La Marie-Anne de Sheva Tehoval truffe son chant de notes légères et véloces. Elle aussi sort de la caricature au moment d’une accalmie générale à la fin du spectacle, qui est pourtant brève et trop peu mise en valeur pour faire ressortir l’aspect poétique du livret de Guitry. Émeline Bayart incarne elle-même Félicie, gouailleuse et faussement simplette, remarquant la première les problèmes de la famille Aubertin.
Samuel Jean, à la tête de l’Orchestre des Frivolités Parisiennes, opte pour une interprétation moins homogène que détaillée, voulant faire entendre les effets sonores divers et variés, les subtilités harmoniques du langage musical de Hahn et le brio dramatique de la partition tout à la fois. Le trio « Ô mon bel inconnu », indéniablement un des temps forts de l’œuvre, n’est qu’un exemple de la sensibilité théâtrale du compositeur. L’apparition du titre d’une œuvre dans le texte est toujours un moment difficile de la dramaturgie.

DONNÉES ENREGISTRÉES

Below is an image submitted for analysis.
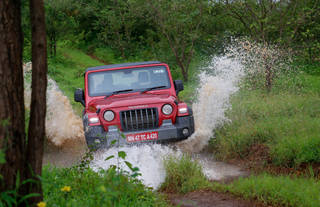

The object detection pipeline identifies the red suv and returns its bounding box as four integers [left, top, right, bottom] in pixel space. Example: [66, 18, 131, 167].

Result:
[74, 61, 194, 147]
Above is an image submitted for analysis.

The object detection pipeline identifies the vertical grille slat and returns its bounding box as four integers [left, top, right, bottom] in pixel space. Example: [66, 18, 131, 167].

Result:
[130, 111, 133, 129]
[120, 108, 158, 131]
[151, 110, 154, 127]
[140, 109, 144, 129]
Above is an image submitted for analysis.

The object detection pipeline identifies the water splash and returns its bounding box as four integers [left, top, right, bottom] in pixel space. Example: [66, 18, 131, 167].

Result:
[24, 63, 84, 146]
[91, 56, 243, 189]
[177, 56, 244, 152]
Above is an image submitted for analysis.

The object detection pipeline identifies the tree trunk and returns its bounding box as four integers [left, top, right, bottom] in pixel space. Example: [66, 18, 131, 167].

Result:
[265, 64, 272, 92]
[0, 0, 25, 192]
[25, 0, 47, 205]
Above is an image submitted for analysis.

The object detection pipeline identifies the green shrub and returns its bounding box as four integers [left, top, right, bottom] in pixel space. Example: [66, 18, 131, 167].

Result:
[210, 71, 320, 167]
[218, 174, 320, 207]
[42, 167, 167, 207]
[160, 155, 210, 193]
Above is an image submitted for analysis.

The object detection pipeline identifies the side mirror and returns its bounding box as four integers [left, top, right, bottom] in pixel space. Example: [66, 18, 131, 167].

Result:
[174, 80, 184, 95]
[74, 88, 85, 106]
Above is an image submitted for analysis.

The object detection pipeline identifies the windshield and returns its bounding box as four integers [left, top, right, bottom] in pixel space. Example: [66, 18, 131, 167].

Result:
[88, 66, 170, 96]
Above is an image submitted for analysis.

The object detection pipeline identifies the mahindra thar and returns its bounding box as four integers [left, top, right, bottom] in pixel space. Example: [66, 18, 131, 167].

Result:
[74, 61, 194, 148]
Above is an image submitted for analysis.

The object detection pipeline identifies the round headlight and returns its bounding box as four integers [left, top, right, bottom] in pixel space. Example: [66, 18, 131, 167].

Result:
[103, 111, 114, 121]
[162, 104, 173, 115]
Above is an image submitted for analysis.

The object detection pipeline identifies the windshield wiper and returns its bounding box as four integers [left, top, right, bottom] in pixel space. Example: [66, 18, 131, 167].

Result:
[140, 86, 167, 93]
[104, 89, 133, 99]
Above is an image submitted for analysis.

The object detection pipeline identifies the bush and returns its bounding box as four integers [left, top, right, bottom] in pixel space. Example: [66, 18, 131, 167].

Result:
[220, 174, 320, 207]
[210, 71, 320, 167]
[160, 155, 210, 193]
[42, 167, 167, 207]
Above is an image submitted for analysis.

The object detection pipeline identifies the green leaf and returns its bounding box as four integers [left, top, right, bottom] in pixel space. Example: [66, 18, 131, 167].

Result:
[118, 151, 127, 159]
[18, 193, 40, 204]
[104, 155, 114, 161]
[0, 150, 6, 164]
[124, 161, 132, 170]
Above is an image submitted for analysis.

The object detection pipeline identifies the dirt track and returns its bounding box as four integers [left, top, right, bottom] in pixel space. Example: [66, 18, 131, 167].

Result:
[169, 190, 268, 207]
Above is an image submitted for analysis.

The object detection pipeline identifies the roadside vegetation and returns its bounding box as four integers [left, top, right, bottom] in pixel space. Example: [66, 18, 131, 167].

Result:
[210, 64, 320, 168]
[42, 166, 168, 207]
[0, 0, 320, 206]
[159, 155, 210, 193]
[213, 174, 320, 207]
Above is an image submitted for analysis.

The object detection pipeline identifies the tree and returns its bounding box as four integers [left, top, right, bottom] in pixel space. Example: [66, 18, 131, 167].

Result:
[0, 0, 25, 191]
[224, 0, 317, 45]
[0, 0, 47, 206]
[25, 0, 48, 203]
[148, 0, 207, 81]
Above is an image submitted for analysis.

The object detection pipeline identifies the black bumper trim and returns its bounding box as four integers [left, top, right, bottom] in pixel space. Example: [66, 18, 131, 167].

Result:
[84, 115, 194, 148]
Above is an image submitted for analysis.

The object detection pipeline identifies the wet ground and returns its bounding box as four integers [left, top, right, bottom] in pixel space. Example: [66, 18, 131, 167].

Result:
[43, 140, 87, 167]
[169, 190, 268, 207]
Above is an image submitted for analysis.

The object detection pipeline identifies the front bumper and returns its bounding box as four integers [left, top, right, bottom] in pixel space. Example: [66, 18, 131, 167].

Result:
[84, 115, 194, 148]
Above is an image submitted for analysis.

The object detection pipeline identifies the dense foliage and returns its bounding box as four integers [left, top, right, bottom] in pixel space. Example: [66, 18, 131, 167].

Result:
[23, 0, 320, 80]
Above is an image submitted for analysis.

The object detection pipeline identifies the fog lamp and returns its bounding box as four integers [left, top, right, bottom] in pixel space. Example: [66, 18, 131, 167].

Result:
[89, 117, 99, 124]
[179, 108, 188, 114]
[162, 104, 173, 115]
[103, 111, 114, 121]
[182, 128, 189, 137]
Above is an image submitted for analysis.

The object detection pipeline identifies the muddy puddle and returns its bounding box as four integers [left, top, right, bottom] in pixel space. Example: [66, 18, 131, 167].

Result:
[25, 50, 243, 188]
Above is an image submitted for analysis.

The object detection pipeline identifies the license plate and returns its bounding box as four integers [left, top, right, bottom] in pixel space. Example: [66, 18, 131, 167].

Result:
[126, 132, 159, 142]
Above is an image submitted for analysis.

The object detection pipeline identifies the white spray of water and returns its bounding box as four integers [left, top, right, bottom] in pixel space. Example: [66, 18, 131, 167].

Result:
[177, 56, 243, 152]
[24, 63, 84, 146]
[91, 56, 243, 189]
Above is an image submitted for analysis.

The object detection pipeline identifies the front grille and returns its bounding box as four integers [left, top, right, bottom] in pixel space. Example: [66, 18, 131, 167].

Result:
[120, 108, 159, 131]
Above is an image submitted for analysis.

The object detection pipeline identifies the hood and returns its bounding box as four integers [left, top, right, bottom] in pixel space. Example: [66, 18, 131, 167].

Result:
[89, 93, 176, 109]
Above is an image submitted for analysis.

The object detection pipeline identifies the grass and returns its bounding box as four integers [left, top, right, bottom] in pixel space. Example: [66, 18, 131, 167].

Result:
[160, 155, 210, 193]
[42, 167, 168, 207]
[211, 70, 320, 167]
[48, 48, 103, 114]
[213, 174, 320, 207]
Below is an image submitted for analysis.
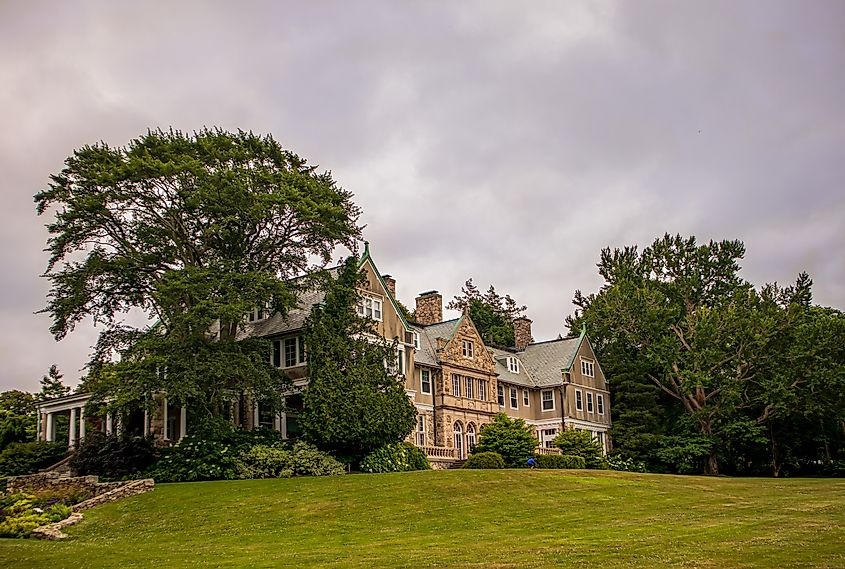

ÉNONCÉ
Poursuivez la critique du spectacle de Hahn et Guitry après sa dernière phrase. Les items proviennent d'une autre source.

RÉPONSE FINALE
Les costumes et la scénographie d’Anne-Sophie Grac, soutenus par les lumières de Joël Fabing, belles quand elles sont indirectes, s’inspirent de l’élégance formelle un point austère de la mode des années 1930. Grâce à des éléments modulaires, la scène alterne habilement entre l’appartement des Aubertin, la boutique du chapelier et finalement la villa à Biarritz. Cette souplesse contraste cependant avec l’esthétique du spectacle, plus proche du théâtre de boulevard potache des années 1960 et 1970 que de l’époque de la création de l’œuvre.
On s’ennuie pas une seconde ; le public de la première est enthousiaste. À la création en 1933, le monde allait être confronté à un avenir sombre, et les spectateurs d’aujourd’hui éprouvent peut-être le même besoin de divertissement et de distraction.